* [Data under study]:
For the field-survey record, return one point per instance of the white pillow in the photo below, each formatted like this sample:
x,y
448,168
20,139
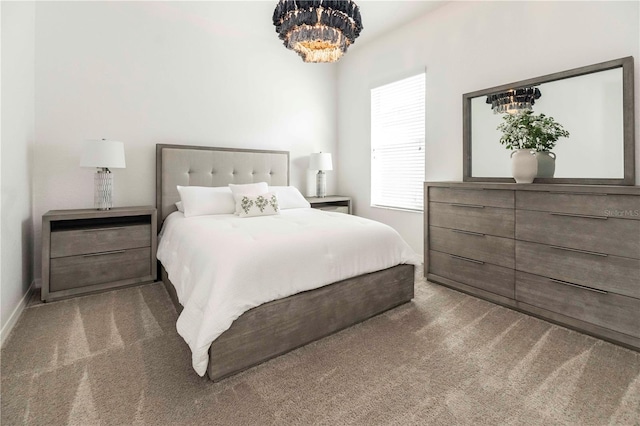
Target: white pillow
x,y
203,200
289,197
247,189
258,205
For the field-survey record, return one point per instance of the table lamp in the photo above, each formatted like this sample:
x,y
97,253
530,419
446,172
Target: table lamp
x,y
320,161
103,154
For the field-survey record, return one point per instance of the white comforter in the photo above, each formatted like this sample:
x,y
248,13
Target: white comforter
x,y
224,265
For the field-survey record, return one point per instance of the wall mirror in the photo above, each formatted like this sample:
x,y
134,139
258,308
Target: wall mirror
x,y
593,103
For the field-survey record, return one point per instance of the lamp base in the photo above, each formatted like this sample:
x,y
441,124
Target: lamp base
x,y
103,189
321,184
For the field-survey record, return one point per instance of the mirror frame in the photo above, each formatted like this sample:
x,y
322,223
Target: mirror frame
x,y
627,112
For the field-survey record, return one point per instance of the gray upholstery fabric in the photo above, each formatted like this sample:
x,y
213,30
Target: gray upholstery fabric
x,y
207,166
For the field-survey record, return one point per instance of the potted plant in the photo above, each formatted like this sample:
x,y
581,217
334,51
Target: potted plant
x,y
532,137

* [Action item]: Select, from the listing, all lines that include the word "instance".

* [Answer space]:
For the field-survey record, return one point per instance of the white pillow in the photo below, each formatted like this sample:
For the field-survey record, return one point per instance of the table lamp in the photo above, each formatted like this sample:
For the field-survey record, return one point per instance of the white comforter in the photo above, each formatted like this sample:
For the field-survey record, return one point per instance of the wall mirror in the photo above, each formatted like this sample:
For the field-survey record, return one point per instance of the lamp base in the photo above, each formatted like this sample:
For the field-survey record, return one point per instance of the mirror frame in the photo above, each formatted like this sample:
For the field-survey record, return one point per instance of the gray upholstery fabric in the photo above, each formatted like this sample:
For the field-survey record, return one point per instance of the potted plant in the photo above, each formatted like this sample:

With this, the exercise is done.